Task: Format the stretch of the listing from the line containing "In the photo above, where can the man's smiling" through the line containing "column 226, row 150" as a Markdown table. Use the columns Nr and Line, numbering each line and leaving out any blank ones.

Listing:
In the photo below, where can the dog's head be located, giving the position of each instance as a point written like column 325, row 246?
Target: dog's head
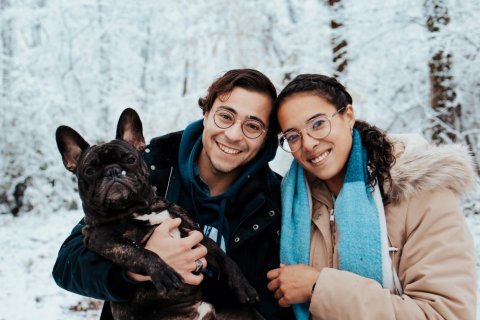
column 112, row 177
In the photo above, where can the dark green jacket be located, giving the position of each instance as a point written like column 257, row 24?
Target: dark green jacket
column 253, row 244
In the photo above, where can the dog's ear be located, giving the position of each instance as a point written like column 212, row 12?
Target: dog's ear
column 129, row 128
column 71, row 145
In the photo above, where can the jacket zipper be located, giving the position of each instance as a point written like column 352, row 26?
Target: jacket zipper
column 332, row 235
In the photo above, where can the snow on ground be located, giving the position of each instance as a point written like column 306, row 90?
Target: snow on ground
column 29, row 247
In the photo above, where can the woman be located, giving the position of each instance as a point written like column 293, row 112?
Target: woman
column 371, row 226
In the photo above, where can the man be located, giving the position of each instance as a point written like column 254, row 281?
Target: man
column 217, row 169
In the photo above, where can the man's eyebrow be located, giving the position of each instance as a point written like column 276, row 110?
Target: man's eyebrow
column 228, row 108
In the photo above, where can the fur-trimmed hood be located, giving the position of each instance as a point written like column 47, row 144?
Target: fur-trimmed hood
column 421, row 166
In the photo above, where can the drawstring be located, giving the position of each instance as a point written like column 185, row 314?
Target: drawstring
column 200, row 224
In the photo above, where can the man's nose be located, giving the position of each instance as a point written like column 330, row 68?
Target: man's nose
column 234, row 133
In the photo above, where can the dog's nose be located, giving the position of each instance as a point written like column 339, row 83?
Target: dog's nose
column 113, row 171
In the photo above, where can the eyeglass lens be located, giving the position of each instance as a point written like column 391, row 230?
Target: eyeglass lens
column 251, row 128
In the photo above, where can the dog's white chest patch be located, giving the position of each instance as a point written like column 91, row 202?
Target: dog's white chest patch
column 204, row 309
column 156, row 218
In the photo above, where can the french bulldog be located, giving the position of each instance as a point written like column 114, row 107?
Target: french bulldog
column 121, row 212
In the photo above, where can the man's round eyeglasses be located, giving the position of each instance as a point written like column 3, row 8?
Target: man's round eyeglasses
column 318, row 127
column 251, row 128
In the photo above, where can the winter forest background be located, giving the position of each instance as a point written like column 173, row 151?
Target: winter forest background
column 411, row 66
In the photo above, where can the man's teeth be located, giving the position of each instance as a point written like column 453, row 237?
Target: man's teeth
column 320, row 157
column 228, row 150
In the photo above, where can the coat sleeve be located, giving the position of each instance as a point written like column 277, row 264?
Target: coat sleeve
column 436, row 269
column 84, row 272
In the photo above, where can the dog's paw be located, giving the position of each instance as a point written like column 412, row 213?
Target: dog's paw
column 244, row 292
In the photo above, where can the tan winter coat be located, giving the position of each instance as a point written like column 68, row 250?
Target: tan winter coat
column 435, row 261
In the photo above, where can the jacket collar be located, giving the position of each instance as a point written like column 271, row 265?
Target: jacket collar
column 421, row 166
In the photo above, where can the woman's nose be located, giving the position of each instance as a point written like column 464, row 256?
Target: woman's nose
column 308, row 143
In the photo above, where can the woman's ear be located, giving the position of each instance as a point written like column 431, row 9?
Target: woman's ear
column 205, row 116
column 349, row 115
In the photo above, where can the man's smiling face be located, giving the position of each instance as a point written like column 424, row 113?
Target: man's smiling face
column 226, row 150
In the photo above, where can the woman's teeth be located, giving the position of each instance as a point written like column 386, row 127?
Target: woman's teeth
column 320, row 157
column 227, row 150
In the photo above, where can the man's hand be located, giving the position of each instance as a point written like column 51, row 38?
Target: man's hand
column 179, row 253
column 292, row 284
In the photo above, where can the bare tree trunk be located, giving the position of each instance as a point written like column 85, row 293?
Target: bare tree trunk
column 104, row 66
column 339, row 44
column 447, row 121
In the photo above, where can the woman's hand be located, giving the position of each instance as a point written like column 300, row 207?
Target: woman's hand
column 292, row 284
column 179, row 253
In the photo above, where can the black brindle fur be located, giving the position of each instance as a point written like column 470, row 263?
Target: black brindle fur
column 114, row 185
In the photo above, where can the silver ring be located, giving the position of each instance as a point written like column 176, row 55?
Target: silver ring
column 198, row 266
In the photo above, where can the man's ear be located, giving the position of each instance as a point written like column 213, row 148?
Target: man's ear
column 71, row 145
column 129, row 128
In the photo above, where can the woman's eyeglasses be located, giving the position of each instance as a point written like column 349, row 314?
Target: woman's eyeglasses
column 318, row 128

Answer below:
| Nr | Line |
|---|---|
| 1 | In the photo above, where can the man's smiling face be located, giving the position of each instance as a point written like column 424, row 113? |
| 2 | Target: man's smiling face |
| 3 | column 226, row 150 |